INFORMATION SUPPLIED:
>> begin

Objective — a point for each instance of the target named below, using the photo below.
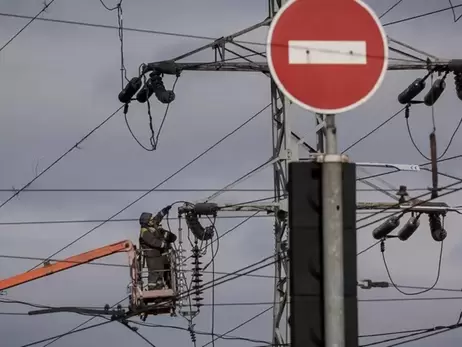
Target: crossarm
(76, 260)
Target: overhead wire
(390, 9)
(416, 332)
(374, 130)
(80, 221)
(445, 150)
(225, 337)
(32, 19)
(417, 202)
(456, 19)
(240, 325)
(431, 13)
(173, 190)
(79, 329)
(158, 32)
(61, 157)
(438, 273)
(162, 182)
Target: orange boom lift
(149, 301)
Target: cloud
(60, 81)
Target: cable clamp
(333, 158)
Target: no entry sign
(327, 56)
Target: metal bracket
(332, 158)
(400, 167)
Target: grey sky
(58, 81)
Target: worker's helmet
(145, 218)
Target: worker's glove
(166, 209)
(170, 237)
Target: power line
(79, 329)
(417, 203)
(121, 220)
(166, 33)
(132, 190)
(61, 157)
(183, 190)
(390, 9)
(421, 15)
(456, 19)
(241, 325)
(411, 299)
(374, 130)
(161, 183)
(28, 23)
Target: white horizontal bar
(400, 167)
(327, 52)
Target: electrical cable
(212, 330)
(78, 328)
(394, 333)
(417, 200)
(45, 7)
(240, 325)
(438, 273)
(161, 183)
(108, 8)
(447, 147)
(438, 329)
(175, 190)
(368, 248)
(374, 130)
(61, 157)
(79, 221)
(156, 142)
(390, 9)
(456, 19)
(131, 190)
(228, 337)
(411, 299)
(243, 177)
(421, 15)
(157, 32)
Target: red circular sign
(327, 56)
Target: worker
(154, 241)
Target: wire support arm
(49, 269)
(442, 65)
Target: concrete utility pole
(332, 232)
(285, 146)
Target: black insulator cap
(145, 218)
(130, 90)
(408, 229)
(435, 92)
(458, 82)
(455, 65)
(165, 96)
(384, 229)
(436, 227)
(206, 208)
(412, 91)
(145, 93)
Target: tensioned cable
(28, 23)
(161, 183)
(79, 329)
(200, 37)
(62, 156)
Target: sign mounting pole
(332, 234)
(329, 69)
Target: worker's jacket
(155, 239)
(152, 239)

>> end
>> begin

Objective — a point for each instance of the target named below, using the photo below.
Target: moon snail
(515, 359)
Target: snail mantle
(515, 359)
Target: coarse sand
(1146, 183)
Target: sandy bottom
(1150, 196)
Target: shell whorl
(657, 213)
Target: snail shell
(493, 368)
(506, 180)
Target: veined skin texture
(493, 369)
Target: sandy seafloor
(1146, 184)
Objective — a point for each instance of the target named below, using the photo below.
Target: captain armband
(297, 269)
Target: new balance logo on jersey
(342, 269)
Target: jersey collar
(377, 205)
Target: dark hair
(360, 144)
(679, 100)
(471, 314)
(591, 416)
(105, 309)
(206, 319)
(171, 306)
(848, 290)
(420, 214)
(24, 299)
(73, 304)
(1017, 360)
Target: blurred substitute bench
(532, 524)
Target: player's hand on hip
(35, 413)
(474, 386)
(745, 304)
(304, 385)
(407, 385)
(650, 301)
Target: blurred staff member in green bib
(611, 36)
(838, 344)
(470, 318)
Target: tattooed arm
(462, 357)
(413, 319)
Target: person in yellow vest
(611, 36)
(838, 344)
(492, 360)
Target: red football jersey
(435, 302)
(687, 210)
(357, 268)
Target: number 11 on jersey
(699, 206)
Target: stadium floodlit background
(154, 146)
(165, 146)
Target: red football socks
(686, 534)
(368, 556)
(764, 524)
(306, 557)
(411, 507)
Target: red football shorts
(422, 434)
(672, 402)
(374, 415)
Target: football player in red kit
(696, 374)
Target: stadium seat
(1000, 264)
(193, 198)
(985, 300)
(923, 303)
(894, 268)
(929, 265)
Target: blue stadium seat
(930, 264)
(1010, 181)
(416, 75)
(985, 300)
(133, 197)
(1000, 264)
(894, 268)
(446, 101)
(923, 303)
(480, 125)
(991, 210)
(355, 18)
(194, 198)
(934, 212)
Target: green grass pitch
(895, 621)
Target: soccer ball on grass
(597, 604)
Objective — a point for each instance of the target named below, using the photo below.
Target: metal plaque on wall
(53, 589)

>> end
>> begin

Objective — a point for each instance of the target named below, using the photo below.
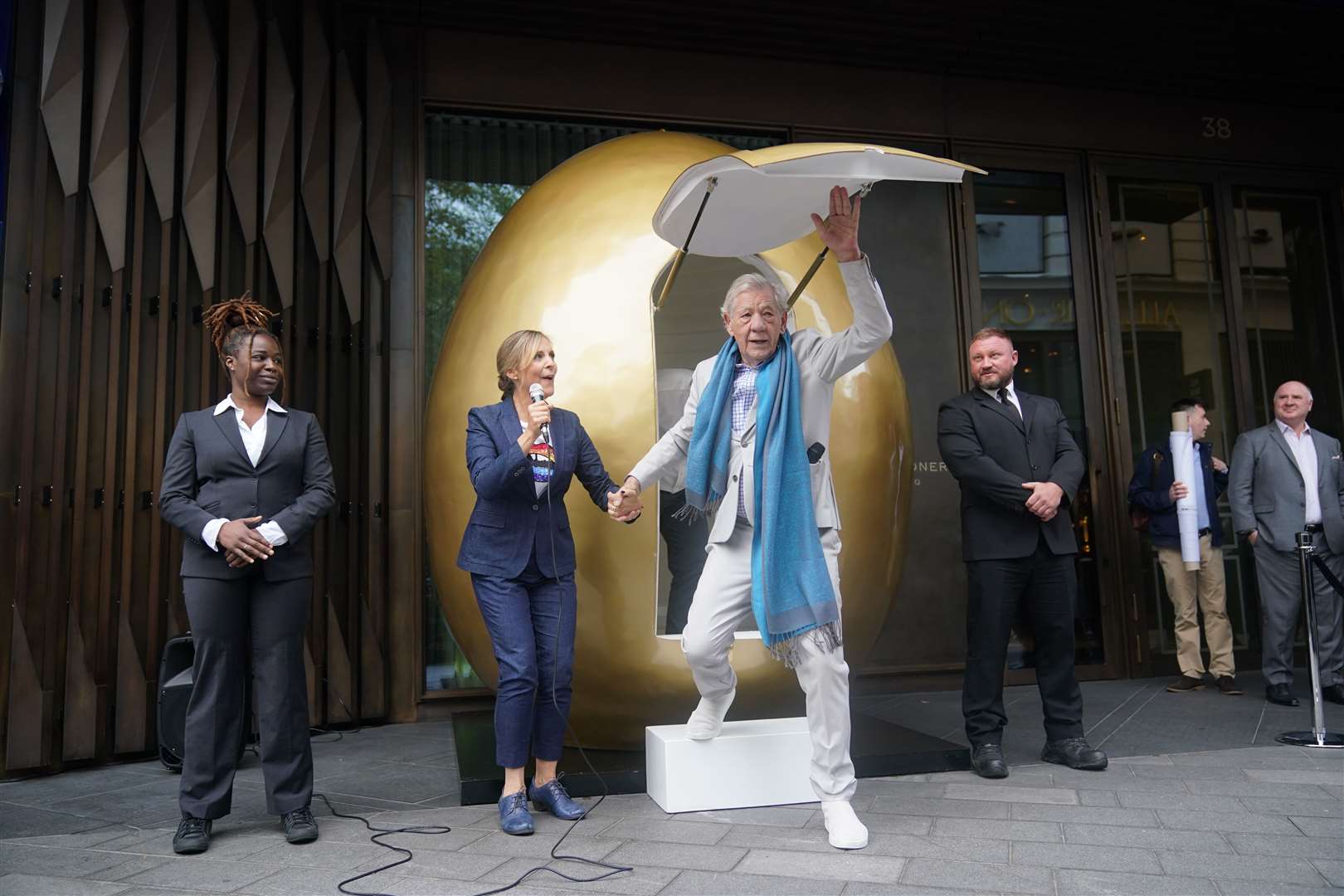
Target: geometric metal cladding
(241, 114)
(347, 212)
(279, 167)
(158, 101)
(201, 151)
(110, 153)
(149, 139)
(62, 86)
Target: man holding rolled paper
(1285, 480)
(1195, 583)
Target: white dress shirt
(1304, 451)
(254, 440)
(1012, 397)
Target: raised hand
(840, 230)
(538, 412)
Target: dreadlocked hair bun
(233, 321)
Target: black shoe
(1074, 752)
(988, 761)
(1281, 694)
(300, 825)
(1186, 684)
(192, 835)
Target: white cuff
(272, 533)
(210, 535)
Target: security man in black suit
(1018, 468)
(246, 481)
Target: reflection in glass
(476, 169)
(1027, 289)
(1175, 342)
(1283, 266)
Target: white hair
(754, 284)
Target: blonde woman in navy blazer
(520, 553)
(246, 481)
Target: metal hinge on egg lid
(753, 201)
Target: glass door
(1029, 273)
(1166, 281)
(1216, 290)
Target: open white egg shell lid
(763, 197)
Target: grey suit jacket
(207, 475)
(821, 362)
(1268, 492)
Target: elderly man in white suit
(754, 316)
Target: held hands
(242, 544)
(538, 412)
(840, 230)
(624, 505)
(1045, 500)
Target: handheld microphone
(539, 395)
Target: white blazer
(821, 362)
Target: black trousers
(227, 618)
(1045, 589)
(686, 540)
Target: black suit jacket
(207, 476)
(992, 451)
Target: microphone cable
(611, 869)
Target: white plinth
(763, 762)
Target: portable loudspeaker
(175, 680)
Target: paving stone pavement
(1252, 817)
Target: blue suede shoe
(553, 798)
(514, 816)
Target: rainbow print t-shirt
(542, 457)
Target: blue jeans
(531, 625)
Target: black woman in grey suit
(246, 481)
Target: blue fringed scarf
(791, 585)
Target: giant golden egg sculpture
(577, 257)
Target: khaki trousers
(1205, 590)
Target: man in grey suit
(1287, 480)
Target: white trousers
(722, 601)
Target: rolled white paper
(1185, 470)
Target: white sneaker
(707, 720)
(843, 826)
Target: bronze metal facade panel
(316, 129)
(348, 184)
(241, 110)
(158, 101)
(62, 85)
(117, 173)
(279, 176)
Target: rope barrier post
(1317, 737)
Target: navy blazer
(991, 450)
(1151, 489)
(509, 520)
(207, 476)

>> end

WHAT TO PRODUCE: Copy every line of the listing above that contains the string "blazer", matching case exactly.

ANSWER TO THIS EXERCISE:
Target: blonde woman in navy blazer
Target: white blazer
Target: navy blazer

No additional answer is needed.